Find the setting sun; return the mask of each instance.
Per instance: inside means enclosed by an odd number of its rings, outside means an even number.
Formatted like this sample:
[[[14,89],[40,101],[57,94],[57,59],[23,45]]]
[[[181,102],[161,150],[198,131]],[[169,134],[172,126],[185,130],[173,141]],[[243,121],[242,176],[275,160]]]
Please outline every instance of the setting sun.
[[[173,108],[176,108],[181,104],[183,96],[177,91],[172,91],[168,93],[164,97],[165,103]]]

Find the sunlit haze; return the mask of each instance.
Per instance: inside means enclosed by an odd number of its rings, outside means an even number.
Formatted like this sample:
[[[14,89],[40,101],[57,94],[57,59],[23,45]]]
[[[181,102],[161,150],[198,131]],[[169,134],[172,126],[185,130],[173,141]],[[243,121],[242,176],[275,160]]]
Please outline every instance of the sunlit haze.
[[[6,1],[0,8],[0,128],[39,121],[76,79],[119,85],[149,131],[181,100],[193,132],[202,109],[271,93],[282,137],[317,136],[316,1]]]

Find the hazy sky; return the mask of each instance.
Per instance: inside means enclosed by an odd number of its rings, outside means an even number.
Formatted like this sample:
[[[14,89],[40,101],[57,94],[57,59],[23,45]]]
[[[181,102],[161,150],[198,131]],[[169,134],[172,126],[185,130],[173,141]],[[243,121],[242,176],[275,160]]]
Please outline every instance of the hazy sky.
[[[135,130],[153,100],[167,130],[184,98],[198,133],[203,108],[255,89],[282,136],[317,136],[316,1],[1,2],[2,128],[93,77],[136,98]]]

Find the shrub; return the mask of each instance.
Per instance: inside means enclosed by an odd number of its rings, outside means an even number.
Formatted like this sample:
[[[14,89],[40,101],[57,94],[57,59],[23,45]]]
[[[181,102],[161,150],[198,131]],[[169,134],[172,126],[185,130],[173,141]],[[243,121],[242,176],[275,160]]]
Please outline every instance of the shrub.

AIM. Take the entries above and transcribe them exactly.

THE RESULT.
Find the setting sun; return the mask of each instance.
Per instance: inside means enclosed by an odd number of its rings, outside means an even number.
Formatted like this sample:
[[[14,89],[40,101],[57,94],[57,59],[23,45]]]
[[[181,102],[161,150],[198,131]],[[169,134],[172,126],[185,130],[173,141]],[[243,121],[242,176],[275,160]]]
Please outline every instance of the setting sun.
[[[173,108],[176,108],[181,104],[183,96],[177,91],[172,91],[168,93],[164,97],[165,103]]]

Find the sunlit haze; return the mask of each instance.
Per instance: inside means enclosed by an odd number of its rings, outside means an even number.
Formatted like this sample:
[[[14,89],[40,101],[57,94],[57,59],[23,45]]]
[[[181,102],[161,150],[198,131]],[[169,134],[172,126],[185,130],[173,141]],[[243,121],[242,176],[275,160]]]
Please outline every instance of the sunlit haze.
[[[6,1],[0,8],[0,128],[39,121],[76,79],[119,85],[149,131],[181,100],[193,132],[202,109],[271,93],[282,137],[317,136],[316,1]]]

Find the hazy sky; return the mask of each instance.
Per instance: inside means enclosed by an odd number of its rings, outside means an even number.
Formatted like this sample:
[[[14,89],[40,101],[57,94],[57,59],[23,45]]]
[[[181,102],[161,150],[198,131]],[[169,134],[172,126],[185,130],[173,141]],[[243,121],[242,176],[275,160]]]
Please outline every instance of the hazy sky.
[[[135,130],[153,100],[167,130],[184,98],[198,133],[203,108],[255,89],[282,136],[317,136],[316,1],[1,2],[2,128],[93,77],[136,98]]]

Find the shrub; return the mask of each instance.
Per instance: inside means enclosed by an odd number of its rings, outside means an even number.
Formatted like this sample:
[[[14,89],[40,101],[57,94],[57,59],[23,45]]]
[[[181,102],[161,150],[198,131]],[[169,134],[172,126],[185,130],[173,141]],[[243,121],[242,176],[275,160]]]
Please outline every instance of the shrub.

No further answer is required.